Alıntı:
Tayland’daki en yaygın din elbetteki Budizm. Ülkede yaygın olan Budizm’in Therevada kolu buraya Sri Lanka’dan gelmiş.
Budizm’in diğer kolu olan Mahayana’nın aksine, Theravada’da sadece manastır yaşamını seçmiş insanların nirvana’ya ulaşabileceğine inanılıyor. Bu yüzden de Tayland’da insanların büyük bölümü nirvana’ya ulaşmak yerine şimdiki ve sonraki hayatlarında maddi ve manevi açıdan daha iyi bir konumda olmayı hedefliyorlar. Bunun için de çeşitli yöntemlerle sevap işliyorlar.
Tayland’daki din çeşitliliğinin sonucu olarak Budizm de burada kendine özgü bir hal almış. Bölgedeki eski inanış biçimi olan animizm, Hinduizm ve Konfüçyanizm de Budizm’e eklemlenmiş durumda.
Wat adı verilen Budist tapınaklarının toplumda önemli bir yeri vardır. Bu tapınaklarda insanlar ibadet etmenin yanı sıra gönüllü olarak çalışarak topluma hizmet ederler. Budist tapınaklarına girmeden önce ayakkabıları çıkartmak gerekmektedir. Tapınaklarda şort, kolsuz t-shirt, mini etek gibi kıyafetleri giymekten kaçınmak gerekir. Ayak insan vücudunun en değersiz yeri olarak kabul edildiği için, ayak tabanının Buda heykellerine veya diğer insanlara dönük olmaması gerekmektedir.
Erkek çocukların birkaç ay süresince Budist manastırlarında kalmaları ailelere büyük bir sevap kazandırmaktadır. Kimi çocuklar tüm hayatlarını bir keşiş olarak geçirmeye karar verirler.
Budist keşişler her sabah erken saatlerde ellerindeki taslarla kapı kapı dolaşarak yemek ve bağış toplarlar. Kadınların Budist keşişlere dokunmaları yasaktır.
Keşişler günlerini kutsal metinleri okuyarak, meditaston yaparak, ilahiler söylerek ve temizlik yaparak geçirirler.

Nesne konumu etiketleme kayıtları:
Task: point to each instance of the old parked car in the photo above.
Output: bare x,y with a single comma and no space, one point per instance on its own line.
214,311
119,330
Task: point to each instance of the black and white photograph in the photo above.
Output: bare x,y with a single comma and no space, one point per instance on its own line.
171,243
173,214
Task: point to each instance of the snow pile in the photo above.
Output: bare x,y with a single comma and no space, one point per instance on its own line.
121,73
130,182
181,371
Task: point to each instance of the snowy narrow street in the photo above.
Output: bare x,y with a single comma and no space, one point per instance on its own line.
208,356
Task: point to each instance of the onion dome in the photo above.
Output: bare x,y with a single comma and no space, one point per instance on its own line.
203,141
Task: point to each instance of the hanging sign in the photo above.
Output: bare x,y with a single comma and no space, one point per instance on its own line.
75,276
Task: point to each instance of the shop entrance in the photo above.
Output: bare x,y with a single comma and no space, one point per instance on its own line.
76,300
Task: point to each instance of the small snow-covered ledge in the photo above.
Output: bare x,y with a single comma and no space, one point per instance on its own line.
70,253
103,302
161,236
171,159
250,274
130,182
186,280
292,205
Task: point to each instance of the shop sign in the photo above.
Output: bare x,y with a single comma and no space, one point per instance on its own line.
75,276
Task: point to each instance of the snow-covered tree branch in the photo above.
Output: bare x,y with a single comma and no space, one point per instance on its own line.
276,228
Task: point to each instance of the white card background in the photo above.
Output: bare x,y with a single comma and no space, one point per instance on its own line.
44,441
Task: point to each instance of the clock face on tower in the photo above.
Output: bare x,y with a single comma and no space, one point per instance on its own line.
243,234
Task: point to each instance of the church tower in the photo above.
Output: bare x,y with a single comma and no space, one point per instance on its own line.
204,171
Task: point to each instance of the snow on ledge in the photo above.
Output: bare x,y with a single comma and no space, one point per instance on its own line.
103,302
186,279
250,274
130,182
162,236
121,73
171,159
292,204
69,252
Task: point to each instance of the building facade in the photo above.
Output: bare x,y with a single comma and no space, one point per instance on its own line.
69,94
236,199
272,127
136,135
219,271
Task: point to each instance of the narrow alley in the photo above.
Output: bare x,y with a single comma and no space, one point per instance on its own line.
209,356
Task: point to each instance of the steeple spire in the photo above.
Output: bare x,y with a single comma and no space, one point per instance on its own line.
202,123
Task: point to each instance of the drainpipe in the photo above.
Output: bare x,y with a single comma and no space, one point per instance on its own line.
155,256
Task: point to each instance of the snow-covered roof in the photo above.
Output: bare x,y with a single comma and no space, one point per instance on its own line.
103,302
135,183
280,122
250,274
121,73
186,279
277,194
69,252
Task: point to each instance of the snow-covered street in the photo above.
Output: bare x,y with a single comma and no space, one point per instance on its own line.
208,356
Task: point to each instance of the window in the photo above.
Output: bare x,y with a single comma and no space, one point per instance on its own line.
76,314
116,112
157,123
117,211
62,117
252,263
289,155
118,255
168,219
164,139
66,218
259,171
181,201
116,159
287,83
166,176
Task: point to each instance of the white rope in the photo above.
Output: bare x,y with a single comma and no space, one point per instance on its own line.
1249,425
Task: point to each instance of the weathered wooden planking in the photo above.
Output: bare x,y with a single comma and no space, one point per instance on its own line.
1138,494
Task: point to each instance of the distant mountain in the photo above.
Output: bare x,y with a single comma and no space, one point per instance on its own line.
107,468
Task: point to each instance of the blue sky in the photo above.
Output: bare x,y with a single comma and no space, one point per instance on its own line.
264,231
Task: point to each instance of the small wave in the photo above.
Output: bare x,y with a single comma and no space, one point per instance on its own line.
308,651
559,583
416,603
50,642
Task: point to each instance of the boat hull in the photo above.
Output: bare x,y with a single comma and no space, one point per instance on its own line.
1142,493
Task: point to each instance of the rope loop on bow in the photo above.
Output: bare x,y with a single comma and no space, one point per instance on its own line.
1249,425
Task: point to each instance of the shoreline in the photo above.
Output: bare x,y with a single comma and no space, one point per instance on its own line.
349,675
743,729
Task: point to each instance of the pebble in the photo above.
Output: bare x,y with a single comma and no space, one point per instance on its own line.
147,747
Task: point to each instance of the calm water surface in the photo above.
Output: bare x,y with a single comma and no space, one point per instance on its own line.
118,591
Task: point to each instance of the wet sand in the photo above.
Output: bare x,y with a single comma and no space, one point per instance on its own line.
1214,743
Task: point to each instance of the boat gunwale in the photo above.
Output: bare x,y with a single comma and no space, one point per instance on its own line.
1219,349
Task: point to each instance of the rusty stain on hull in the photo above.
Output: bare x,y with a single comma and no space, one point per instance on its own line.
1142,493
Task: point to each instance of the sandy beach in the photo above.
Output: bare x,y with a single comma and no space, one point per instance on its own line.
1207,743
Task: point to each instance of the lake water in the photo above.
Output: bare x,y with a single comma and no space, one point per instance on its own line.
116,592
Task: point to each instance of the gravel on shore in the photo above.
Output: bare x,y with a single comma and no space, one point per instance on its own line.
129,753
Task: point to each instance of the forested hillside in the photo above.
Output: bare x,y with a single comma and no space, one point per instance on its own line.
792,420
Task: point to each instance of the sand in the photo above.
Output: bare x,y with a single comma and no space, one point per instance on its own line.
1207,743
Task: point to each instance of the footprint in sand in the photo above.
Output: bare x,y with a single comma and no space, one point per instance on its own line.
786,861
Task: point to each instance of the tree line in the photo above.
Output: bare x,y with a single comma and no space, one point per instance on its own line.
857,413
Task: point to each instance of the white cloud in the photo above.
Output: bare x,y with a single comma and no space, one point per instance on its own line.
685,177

Uyulacak talimatlar: Tayland'daki Budizm yazısında "Tayland’daki din çeşitliliğinin" kısmından "dönük olmaması gerekmektedir." kısmına kadar her şeyi yeniden yazarak düzenle; "animizm" yerine "ruhçuluk" kullan.

Tamamlanan görev:
Tayland’daki din çeşitliliğinin sonucu olarak Budizm de burada kendine özgü bir hal almış. Bölgedeki eski inanış biçimi olan ruhçuluk, Hinduizm ve Konfüçyanizm de Budizm’e eklemlenmiş durumda.
Wat adı verilen Budist tapınaklarının toplumda önemli bir yeri vardır. Bu tapınaklarda insanlar ibadet etmenin yanı sıra gönüllü olarak çalışarak topluma hizmet ederler. Budist tapınaklarına girmeden önce ayakkabıları çıkartmak gerekmektedir. Tapınaklarda şort, kolsuz t-shirt, mini etek gibi kıyafetleri giymekten kaçınmak gerekir. Ayak insan vücudunun en değersiz yeri olarak kabul edildiği için, ayak tabanının Buda heykellerine veya diğer insanlara dönük olmaması gerekmektedir.